(Dataset entries)
▼

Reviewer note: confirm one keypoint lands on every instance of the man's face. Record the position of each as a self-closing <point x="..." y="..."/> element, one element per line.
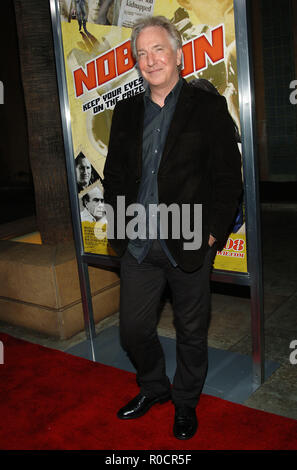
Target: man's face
<point x="95" y="204"/>
<point x="83" y="172"/>
<point x="157" y="58"/>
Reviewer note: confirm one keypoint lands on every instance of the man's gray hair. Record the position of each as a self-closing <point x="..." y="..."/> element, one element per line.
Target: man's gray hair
<point x="161" y="21"/>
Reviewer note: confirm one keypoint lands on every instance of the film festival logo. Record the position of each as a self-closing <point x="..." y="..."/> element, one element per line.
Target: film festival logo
<point x="144" y="223"/>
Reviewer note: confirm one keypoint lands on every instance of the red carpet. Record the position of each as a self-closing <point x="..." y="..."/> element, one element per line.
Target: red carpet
<point x="50" y="400"/>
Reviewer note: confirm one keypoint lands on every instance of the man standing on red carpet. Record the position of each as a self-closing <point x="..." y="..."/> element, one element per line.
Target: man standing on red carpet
<point x="173" y="147"/>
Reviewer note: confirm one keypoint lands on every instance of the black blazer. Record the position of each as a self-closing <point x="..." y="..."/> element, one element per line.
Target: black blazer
<point x="200" y="164"/>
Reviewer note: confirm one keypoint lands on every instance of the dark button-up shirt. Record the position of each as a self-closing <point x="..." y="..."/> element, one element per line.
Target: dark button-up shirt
<point x="156" y="124"/>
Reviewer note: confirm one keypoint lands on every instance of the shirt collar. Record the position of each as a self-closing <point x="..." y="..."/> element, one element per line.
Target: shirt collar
<point x="173" y="93"/>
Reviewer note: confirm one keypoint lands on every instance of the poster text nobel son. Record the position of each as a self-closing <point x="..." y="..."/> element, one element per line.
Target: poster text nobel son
<point x="119" y="60"/>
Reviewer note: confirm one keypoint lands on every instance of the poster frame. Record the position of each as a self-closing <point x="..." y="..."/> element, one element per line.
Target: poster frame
<point x="253" y="277"/>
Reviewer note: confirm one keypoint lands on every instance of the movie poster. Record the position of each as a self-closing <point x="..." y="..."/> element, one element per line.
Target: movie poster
<point x="100" y="71"/>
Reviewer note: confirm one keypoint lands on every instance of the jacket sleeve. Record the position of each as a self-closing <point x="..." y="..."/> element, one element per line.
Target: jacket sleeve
<point x="226" y="174"/>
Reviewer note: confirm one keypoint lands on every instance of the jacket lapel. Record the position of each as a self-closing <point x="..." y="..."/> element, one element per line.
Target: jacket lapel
<point x="179" y="120"/>
<point x="137" y="130"/>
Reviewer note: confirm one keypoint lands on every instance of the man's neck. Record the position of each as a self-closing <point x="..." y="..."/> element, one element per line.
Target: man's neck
<point x="158" y="95"/>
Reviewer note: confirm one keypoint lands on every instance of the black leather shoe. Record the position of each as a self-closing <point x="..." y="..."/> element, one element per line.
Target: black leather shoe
<point x="140" y="405"/>
<point x="185" y="422"/>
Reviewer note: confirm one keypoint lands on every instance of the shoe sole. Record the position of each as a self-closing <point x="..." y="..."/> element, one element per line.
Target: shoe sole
<point x="138" y="415"/>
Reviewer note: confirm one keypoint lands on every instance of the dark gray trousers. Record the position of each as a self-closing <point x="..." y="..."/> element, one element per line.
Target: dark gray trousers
<point x="142" y="286"/>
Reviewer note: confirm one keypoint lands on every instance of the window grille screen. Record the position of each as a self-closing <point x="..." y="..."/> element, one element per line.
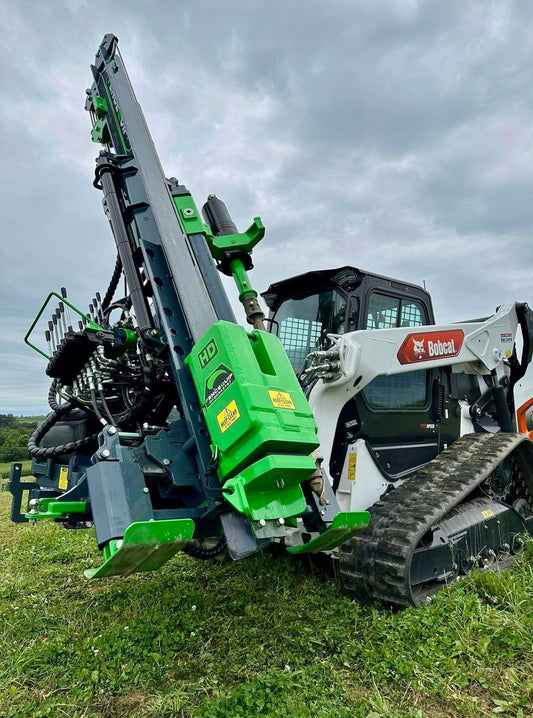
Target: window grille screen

▲

> EXERCISE PROMPT:
This calls for each record above to be set down exactly, with the images skipped.

> WRITTEN RESPONSE:
Reviewer note: confirm one keypoint lands on every instance of the man's face. Record the position of each as a self-closing <point x="..." y="..."/> element, one element per line.
Target: man's face
<point x="95" y="204"/>
<point x="83" y="172"/>
<point x="157" y="58"/>
Reviewer note: confirm one keypoint lands on every instance of the man's gray hair. Record the position of each as a self-closing <point x="..." y="..."/> element, one element per line.
Target: man's gray hair
<point x="161" y="21"/>
Reviewer note: confirm one keypoint lands on every instance of the film festival logo. Record the position of each as a self-closing <point x="..." y="..."/> element, one element per line.
Target: film festival logo
<point x="144" y="223"/>
Reviewer note: confirm one keypoint lands on every instance of the red carpet. Record the position of each as a self-closing <point x="..." y="..."/> element, one element per line.
Target: red carpet
<point x="50" y="400"/>
Reviewer note: confirm one keypoint lands on every instance of the man standing on red carpet. Record the position of each as a self-closing <point x="..." y="..."/> element, one element per line.
Target: man standing on red carpet
<point x="173" y="147"/>
Reviewer note: confirm one keypoint lands on every instance of the black blazer. Record the position of each as a self-closing <point x="..." y="..."/> element, one element per line.
Target: black blazer
<point x="200" y="164"/>
Reviewer note: confirm one keypoint lands on every instance of the dark button-up shirt. Record the position of each as a self-closing <point x="..." y="..."/> element, one element per line.
Target: dark button-up shirt
<point x="156" y="124"/>
Reviewer note: confirm one keypoint lands on every instance of the shirt collar. Record the position of each as a self-closing <point x="..." y="..."/> element, one element per line.
Target: shirt collar
<point x="173" y="93"/>
Reviewer note: confirm one keypoint lands on every instance of the poster text nobel son. Record the position of each as a self-closing <point x="..." y="..."/> element, one element per line.
Target: poster text nobel son
<point x="119" y="60"/>
Reviewer note: confirm one keypoint lands on every instance of the poster frame. Record the position of each as a self-closing <point x="..." y="..."/> element, one element per line.
Target: poster frame
<point x="253" y="277"/>
Reviewer note: confirm one keypoint lands on every instance of the movie poster. Record the position of each as a self-closing <point x="..." y="..."/> element, one element per line.
Target: movie poster
<point x="100" y="71"/>
Reviewer note: confirm one keypoint lands on every instance of the jacket sleeve. Record the position of each as a self-closing <point x="..." y="..."/> element, one element per line.
Target: jacket sleeve
<point x="226" y="174"/>
Reviewer note: confirm one keypoint lands on every instance of the jacket lapel. Record the position of each as a self-closing <point x="..." y="..."/> element, one element per line.
Target: jacket lapel
<point x="179" y="120"/>
<point x="137" y="130"/>
Reviewer note: confirm one keypoint lands on every instance of the man's neck. Record the position of each as a self-closing <point x="..." y="..."/> element, one element per line.
Target: man's neck
<point x="158" y="95"/>
Reviewer note: confirm one keypoint lands on every instance of the black leather shoe. Record the position of each as a self-closing <point x="..." y="..."/> element, one element per line.
Target: black leather shoe
<point x="140" y="405"/>
<point x="185" y="422"/>
Reviewer note: confirm one keypoint lands on every instance of the shoe sole. Record the position of each as a self-closing <point x="..." y="..."/> element, one element per line.
Target: shoe sole
<point x="138" y="415"/>
Reviewer note: confirm one keypoint lands on every instance of the dark gray trousers. Record the position of each as a self-closing <point x="..." y="..."/> element, one element per line.
Target: dark gray trousers
<point x="142" y="286"/>
Reviewer note: confirm one keypoint lands on every instance of the window grille screen. Record the position of each as a self-closing <point x="..." y="..."/> element, one element per line.
Target: window grille screen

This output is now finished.